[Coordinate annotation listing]

<<<<

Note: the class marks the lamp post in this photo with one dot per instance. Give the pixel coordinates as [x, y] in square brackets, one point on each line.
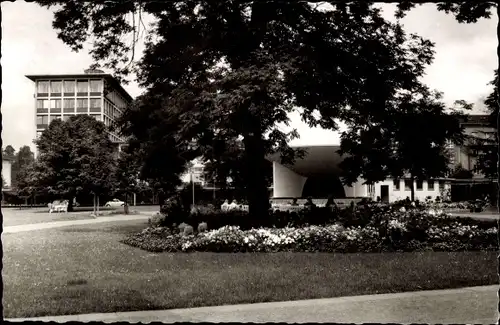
[192, 182]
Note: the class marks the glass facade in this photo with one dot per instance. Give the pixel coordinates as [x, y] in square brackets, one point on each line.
[69, 105]
[55, 88]
[55, 106]
[42, 106]
[69, 87]
[82, 105]
[42, 121]
[95, 104]
[63, 98]
[42, 88]
[96, 87]
[82, 87]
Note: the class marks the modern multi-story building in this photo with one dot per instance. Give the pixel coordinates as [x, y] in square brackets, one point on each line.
[475, 126]
[93, 93]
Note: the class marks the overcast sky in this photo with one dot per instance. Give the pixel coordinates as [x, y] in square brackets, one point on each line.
[464, 62]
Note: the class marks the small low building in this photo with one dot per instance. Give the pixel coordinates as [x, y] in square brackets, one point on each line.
[317, 175]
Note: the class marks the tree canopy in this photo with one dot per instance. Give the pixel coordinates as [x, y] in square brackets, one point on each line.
[218, 70]
[411, 142]
[472, 12]
[75, 157]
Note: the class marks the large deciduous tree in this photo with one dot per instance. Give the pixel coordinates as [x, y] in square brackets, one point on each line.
[236, 69]
[23, 158]
[472, 12]
[411, 141]
[75, 157]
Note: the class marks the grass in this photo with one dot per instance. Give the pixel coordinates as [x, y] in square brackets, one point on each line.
[16, 217]
[84, 269]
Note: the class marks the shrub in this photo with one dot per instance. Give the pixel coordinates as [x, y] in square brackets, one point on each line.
[386, 230]
[157, 220]
[188, 230]
[202, 227]
[181, 227]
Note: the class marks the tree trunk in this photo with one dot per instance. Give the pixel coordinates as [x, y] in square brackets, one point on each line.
[70, 204]
[498, 114]
[258, 198]
[125, 206]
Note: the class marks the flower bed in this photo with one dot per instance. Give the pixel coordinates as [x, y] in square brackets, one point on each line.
[389, 231]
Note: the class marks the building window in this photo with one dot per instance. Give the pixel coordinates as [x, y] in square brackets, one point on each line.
[82, 87]
[408, 184]
[55, 106]
[42, 88]
[42, 106]
[42, 121]
[55, 88]
[95, 87]
[69, 87]
[95, 104]
[54, 117]
[69, 105]
[82, 105]
[66, 117]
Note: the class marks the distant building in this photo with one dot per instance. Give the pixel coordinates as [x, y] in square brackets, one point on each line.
[317, 174]
[94, 93]
[475, 126]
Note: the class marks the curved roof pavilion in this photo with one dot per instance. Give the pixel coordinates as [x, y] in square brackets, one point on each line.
[317, 161]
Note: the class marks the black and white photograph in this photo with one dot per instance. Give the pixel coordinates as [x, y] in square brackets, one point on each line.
[250, 161]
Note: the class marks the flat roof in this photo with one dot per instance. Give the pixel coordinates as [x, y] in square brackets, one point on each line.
[114, 82]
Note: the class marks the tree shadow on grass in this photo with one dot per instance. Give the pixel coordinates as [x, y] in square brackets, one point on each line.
[83, 298]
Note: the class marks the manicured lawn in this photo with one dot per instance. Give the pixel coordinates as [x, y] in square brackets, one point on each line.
[85, 269]
[16, 216]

>>>>

**TASK DETAILS:** Copy the lines from the one containing "Note: the class marks the flat" through the end of the listing, inclusive. Switch "manicured lawn" to "mown lawn" and leave everything else unchanged.

**ANSWER TO THE TASK:**
Note: the class marks the flat roof in this photo with one dot per instance. Give the pixel coordinates as [x, y] in square brackets, one point on each line.
[114, 82]
Note: the class marks the tree shadow on grass in this photo with one dot per instance. Give the pixel coordinates as [x, y] in square brackets, one point on each line.
[83, 298]
Note: the class marks the mown lawn in this photo with one dot per instance. Give the pixel coordinates as [x, y] in square brackets, one point on each line.
[85, 269]
[16, 216]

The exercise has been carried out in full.